## TASK DETAILS
Copy the rows from the start through the line that contains "column 86, row 181", substituting "concrete path" for "paved sidewalk" and leaving everything else unchanged.

## DATA EXCERPTS

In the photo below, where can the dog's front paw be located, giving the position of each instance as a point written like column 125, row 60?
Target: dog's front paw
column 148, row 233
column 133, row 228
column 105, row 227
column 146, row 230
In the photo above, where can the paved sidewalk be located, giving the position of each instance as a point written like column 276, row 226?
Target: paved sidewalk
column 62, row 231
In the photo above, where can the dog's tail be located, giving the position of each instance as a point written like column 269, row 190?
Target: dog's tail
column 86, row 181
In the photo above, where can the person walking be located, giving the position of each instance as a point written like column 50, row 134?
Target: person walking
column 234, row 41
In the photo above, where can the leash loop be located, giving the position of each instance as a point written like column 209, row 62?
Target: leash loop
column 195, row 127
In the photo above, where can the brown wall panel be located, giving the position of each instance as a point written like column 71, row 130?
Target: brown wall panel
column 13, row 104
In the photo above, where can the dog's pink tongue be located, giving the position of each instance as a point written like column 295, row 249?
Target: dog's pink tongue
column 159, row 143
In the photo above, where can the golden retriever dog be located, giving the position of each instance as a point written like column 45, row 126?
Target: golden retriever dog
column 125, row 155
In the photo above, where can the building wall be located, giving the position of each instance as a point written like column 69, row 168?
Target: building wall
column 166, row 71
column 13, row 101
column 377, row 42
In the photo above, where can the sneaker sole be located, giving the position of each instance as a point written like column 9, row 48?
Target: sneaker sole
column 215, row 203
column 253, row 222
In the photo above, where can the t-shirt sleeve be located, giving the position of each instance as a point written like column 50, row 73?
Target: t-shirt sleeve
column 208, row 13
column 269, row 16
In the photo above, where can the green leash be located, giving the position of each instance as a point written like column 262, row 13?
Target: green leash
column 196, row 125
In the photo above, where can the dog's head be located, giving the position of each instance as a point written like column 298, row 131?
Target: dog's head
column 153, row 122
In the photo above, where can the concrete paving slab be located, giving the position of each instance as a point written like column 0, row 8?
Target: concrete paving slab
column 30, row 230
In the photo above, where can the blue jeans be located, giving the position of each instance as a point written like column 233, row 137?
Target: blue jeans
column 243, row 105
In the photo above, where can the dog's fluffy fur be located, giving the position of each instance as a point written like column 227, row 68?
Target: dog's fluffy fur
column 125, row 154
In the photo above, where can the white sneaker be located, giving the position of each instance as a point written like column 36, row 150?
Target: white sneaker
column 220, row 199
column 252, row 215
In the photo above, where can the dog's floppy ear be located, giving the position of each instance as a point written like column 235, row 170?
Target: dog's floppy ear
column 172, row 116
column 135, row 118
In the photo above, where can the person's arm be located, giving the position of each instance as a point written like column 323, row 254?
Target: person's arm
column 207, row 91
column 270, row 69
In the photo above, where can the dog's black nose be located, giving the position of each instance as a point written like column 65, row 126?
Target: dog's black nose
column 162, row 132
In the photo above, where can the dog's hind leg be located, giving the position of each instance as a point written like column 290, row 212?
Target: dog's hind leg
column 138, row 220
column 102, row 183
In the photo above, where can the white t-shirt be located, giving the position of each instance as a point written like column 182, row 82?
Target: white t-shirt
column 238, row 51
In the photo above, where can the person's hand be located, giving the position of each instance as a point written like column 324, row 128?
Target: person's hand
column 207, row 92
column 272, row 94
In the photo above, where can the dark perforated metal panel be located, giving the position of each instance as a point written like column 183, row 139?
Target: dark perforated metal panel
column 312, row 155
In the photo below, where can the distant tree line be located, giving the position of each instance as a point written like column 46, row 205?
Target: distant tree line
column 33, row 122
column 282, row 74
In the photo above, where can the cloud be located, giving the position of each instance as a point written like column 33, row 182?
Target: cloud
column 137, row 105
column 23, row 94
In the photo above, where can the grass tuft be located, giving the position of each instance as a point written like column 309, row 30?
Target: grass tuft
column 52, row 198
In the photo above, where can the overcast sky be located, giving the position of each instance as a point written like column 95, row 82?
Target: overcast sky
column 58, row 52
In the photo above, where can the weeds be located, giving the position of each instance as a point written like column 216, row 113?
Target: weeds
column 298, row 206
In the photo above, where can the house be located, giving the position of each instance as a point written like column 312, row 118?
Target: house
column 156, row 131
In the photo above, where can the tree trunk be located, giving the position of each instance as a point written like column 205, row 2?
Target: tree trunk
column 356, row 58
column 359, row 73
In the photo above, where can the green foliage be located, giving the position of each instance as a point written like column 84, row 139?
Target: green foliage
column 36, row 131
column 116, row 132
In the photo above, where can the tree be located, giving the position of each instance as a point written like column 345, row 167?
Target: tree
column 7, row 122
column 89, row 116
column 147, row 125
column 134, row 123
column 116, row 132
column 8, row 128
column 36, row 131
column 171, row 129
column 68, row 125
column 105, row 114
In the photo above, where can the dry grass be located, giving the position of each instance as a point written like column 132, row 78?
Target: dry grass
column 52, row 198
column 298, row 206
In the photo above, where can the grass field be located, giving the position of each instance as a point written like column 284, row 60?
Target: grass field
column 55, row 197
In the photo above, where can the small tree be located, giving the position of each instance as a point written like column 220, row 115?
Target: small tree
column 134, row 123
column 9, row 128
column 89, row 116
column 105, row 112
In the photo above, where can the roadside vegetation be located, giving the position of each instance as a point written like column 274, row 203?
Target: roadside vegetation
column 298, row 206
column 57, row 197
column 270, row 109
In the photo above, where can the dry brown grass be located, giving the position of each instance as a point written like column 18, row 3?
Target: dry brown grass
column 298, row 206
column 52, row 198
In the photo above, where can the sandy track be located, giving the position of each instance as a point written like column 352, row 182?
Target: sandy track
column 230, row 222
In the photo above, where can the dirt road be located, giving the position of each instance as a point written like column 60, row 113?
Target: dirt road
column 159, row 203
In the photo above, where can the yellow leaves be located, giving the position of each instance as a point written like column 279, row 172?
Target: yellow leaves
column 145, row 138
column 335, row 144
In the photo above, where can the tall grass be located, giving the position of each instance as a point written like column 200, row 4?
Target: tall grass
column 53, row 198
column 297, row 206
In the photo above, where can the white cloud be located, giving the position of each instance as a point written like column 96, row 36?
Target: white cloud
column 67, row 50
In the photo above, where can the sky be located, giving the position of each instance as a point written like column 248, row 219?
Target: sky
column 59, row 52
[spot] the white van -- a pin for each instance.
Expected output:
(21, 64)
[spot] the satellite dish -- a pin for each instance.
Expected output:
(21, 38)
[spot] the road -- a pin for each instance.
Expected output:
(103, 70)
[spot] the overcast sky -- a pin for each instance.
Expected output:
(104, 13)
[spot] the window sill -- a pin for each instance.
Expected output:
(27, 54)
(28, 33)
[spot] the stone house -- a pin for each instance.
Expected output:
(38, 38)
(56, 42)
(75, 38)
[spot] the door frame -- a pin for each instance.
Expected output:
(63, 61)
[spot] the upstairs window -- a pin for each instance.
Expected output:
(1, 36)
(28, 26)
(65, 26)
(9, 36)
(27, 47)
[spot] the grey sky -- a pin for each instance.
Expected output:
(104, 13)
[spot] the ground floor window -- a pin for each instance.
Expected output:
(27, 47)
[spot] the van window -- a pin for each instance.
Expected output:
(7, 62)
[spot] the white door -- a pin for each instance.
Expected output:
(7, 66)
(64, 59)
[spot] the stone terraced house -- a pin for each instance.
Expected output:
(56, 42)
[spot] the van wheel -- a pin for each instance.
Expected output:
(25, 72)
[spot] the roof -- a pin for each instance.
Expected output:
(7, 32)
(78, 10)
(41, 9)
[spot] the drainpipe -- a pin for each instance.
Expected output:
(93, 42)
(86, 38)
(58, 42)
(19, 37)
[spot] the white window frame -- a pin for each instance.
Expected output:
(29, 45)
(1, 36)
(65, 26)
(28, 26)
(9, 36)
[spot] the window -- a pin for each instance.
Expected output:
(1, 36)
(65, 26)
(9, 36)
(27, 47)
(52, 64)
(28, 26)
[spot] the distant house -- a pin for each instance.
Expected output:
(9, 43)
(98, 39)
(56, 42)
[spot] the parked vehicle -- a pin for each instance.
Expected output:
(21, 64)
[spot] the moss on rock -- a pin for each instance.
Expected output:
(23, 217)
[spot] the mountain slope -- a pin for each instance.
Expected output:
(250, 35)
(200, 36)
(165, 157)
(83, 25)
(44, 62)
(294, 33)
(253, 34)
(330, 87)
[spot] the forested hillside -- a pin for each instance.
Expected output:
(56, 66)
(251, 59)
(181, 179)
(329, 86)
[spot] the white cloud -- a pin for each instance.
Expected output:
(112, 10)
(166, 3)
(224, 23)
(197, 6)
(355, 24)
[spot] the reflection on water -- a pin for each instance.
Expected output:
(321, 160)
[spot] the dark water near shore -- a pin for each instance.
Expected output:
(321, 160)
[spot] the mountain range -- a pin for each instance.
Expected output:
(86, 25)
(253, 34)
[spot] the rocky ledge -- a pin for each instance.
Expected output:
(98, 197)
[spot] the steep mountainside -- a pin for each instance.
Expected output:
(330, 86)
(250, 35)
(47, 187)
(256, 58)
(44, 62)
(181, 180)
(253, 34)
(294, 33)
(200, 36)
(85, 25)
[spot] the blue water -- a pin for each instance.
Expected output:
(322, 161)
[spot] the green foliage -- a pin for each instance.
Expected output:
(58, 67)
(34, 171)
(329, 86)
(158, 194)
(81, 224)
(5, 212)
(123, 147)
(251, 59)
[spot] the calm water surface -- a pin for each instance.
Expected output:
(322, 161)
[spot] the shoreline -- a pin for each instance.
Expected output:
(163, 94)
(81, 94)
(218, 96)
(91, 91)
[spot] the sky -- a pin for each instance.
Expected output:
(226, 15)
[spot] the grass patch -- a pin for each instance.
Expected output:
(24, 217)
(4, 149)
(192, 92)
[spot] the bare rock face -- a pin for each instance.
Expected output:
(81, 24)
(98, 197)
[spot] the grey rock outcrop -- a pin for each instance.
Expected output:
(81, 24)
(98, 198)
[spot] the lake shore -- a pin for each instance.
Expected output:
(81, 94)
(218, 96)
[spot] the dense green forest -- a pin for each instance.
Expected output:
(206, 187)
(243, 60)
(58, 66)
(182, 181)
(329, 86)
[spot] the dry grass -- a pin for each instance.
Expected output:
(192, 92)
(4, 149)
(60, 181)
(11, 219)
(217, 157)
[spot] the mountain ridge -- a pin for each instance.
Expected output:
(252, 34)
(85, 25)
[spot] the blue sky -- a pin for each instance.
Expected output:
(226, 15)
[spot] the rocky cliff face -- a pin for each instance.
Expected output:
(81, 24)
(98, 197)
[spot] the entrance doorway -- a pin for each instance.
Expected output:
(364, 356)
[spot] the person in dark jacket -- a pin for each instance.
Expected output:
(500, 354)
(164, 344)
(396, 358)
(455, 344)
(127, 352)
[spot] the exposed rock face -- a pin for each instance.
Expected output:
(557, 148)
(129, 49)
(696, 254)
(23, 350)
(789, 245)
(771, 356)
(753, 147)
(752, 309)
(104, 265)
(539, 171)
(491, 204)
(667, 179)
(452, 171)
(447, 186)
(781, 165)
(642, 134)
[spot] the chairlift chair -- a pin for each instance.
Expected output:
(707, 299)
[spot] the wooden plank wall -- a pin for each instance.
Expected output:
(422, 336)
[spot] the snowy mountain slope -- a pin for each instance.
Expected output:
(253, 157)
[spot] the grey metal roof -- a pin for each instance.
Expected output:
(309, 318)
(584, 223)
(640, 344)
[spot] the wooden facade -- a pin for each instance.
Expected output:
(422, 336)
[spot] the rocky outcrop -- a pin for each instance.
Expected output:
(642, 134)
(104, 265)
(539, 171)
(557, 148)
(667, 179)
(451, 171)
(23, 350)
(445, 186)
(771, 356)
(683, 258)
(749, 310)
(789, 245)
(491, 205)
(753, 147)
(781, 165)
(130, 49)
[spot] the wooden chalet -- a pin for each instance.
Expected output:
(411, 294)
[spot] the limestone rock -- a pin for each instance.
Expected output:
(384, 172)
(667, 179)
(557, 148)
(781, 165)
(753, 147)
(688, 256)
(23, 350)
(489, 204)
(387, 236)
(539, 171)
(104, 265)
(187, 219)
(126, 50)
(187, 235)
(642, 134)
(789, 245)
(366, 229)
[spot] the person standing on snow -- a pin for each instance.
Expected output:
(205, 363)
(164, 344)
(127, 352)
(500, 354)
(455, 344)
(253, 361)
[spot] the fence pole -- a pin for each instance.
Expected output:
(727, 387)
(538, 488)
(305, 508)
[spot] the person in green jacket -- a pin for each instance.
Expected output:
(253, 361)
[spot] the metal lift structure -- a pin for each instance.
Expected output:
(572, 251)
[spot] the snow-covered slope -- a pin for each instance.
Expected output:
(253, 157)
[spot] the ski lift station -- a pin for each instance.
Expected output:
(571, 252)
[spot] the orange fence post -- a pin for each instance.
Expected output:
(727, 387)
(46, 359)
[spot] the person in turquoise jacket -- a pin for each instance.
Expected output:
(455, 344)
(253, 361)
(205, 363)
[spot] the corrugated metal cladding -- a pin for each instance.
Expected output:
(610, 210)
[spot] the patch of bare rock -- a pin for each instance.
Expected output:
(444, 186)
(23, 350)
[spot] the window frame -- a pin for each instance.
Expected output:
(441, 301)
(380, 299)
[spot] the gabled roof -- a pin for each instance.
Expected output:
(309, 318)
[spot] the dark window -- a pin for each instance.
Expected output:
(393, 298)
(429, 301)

## ANSWER TO THIS EXERCISE
In the photo below, where can the dog's front paw be located, giving the position of each instance as a point written like column 125, row 60?
Target: dog's front paw
column 148, row 233
column 133, row 228
column 105, row 227
column 146, row 230
In the photo above, where can the concrete path be located, giving the position of each instance as a point written like column 276, row 226?
Target: concrete path
column 62, row 231
In the photo above, where can the dog's tail be located, giving the position of each instance as a point written like column 269, row 190?
Target: dog's tail
column 86, row 181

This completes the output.